- _Exercise requirements_: Reproduce the items below word for word, from the very beginning through the line containing "[[635, 200, 675, 265]]", including that line.
************
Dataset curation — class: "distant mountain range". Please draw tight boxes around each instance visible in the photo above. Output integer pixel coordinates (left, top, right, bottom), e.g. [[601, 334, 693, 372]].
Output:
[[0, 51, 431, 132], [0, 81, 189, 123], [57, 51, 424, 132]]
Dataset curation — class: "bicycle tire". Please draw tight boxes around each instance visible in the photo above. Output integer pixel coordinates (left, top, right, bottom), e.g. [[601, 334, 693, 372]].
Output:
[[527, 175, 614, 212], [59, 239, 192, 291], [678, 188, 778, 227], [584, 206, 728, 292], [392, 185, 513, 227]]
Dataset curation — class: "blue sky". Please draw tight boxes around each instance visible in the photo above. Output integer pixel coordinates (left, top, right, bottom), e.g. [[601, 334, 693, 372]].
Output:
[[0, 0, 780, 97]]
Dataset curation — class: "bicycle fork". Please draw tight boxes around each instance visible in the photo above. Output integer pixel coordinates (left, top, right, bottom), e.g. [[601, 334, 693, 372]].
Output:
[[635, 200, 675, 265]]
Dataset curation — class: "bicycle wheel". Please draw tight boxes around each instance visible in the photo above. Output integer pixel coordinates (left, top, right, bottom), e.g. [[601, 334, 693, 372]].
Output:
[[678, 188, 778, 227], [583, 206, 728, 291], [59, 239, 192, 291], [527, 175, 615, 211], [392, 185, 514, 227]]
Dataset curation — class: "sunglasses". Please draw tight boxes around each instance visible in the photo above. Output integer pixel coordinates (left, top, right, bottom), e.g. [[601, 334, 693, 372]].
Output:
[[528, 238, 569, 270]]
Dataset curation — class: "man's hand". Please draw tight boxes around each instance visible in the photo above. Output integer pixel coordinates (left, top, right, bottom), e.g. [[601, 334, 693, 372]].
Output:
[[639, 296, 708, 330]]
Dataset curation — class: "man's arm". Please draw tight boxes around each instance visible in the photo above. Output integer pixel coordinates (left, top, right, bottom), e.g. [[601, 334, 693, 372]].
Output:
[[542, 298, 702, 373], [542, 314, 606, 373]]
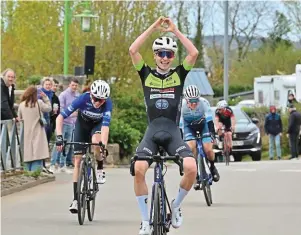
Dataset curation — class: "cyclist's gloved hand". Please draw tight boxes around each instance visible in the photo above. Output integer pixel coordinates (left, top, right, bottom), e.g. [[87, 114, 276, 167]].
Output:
[[55, 135, 63, 146]]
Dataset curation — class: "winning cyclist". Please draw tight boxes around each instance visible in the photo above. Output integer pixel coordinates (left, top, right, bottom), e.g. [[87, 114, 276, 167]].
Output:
[[180, 85, 220, 189], [56, 80, 112, 213], [129, 17, 198, 235], [214, 100, 235, 155]]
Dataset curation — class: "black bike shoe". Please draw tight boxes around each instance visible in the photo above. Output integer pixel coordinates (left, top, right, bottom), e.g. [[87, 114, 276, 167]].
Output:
[[210, 166, 220, 182]]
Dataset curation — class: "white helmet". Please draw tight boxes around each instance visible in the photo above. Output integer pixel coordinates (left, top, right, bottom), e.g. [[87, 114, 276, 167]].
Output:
[[184, 85, 201, 99], [153, 37, 178, 53], [216, 100, 228, 109], [90, 80, 110, 99]]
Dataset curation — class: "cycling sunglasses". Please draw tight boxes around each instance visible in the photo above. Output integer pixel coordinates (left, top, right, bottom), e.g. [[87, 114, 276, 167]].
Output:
[[156, 51, 175, 59], [188, 98, 199, 104], [91, 95, 105, 102]]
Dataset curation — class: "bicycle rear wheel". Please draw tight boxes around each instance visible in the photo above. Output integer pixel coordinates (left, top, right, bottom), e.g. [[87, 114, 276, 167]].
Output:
[[77, 160, 88, 225], [152, 184, 166, 235], [87, 164, 98, 221]]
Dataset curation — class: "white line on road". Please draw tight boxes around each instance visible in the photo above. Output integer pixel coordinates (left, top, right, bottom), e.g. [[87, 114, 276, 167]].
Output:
[[280, 169, 301, 172], [233, 168, 256, 172]]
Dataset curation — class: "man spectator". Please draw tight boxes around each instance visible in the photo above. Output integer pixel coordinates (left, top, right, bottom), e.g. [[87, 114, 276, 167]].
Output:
[[1, 69, 19, 121], [50, 79, 60, 135], [287, 104, 301, 159], [264, 105, 282, 160], [50, 78, 80, 173]]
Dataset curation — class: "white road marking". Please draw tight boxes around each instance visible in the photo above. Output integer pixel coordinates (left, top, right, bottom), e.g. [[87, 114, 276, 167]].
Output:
[[280, 169, 301, 172]]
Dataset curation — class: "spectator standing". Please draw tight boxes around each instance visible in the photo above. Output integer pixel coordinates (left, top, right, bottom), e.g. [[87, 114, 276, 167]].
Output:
[[264, 105, 282, 160], [18, 86, 51, 171], [1, 69, 18, 121], [287, 104, 301, 159], [49, 79, 80, 173]]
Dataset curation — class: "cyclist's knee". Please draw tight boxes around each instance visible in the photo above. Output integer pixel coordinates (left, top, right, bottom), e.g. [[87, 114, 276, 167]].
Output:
[[135, 161, 149, 179], [183, 157, 197, 177]]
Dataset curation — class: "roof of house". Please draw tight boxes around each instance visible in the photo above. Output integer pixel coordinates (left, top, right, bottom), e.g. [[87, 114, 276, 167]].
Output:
[[184, 68, 214, 95]]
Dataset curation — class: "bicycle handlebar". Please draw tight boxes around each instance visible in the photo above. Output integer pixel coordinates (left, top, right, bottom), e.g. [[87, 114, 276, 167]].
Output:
[[131, 153, 184, 176], [62, 142, 109, 158]]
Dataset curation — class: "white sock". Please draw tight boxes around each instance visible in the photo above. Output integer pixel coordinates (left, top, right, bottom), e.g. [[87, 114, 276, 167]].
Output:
[[136, 195, 149, 221], [173, 187, 188, 207]]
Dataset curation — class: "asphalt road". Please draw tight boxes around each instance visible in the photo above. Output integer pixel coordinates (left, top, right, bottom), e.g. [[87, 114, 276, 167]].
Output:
[[1, 160, 301, 235]]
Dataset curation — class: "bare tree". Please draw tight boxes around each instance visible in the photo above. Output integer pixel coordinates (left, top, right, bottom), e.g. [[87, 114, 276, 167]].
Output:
[[225, 1, 274, 61], [284, 1, 301, 36]]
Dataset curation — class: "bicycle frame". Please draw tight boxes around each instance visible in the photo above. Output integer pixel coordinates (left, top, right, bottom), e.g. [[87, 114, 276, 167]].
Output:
[[196, 137, 212, 185]]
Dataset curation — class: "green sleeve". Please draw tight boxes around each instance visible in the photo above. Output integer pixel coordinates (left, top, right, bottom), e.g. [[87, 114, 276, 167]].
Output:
[[134, 59, 144, 71], [183, 59, 193, 71]]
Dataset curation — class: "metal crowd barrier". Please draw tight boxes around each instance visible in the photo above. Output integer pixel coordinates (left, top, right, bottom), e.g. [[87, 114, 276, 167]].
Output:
[[0, 120, 24, 173]]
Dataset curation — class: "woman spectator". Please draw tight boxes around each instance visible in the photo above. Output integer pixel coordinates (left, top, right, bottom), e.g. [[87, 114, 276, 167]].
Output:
[[1, 69, 18, 120], [18, 86, 51, 171], [38, 77, 53, 143]]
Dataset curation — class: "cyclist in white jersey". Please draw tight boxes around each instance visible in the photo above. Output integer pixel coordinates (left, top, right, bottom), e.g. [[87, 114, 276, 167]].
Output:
[[180, 85, 220, 187]]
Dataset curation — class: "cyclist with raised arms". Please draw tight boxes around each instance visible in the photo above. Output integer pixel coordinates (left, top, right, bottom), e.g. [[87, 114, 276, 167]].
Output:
[[129, 17, 198, 235], [180, 85, 220, 189], [56, 80, 112, 213]]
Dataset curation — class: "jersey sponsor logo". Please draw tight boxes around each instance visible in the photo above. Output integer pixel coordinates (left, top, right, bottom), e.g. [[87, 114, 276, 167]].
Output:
[[82, 110, 103, 119], [151, 88, 175, 93], [105, 111, 111, 118], [142, 147, 153, 155], [176, 145, 186, 153], [149, 94, 175, 100], [156, 99, 169, 109], [163, 73, 181, 88]]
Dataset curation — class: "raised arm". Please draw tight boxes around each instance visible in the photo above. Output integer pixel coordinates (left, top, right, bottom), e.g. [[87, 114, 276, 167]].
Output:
************
- _Solution_:
Dataset curation — class: "distant mountain range". Please draw tight boxes around each instance visible in the photo above. Output integer pixel coordinates (left, top, right, bottom), e.g. [[601, 334, 693, 372]].
Output:
[[0, 51, 431, 132], [0, 81, 189, 123], [57, 51, 424, 132]]
Dataset curation — class: "bicycle tire". Please draw tight boxes around each instance visible in the photo above. Output integer pixel coordinates (left, top, right, bottom), e.g. [[601, 334, 693, 372]].
Output:
[[527, 175, 614, 212], [59, 239, 192, 291], [678, 188, 778, 227], [584, 206, 728, 292], [392, 185, 513, 227]]
Dataset curation — class: "blue sky". Please draw tight boxes around each instance visible in the photo above. Output integer pixel coordinates (left, top, right, bottom), e.g. [[601, 334, 693, 372]].
Output:
[[0, 0, 780, 97]]
Dataset curation — class: "bicycle fork". Please draw tight boxes around each instance visible in the photo above. Output integer pixel coordinates (left, top, right, bottom), e.g. [[601, 334, 693, 372]].
Output:
[[635, 200, 675, 265]]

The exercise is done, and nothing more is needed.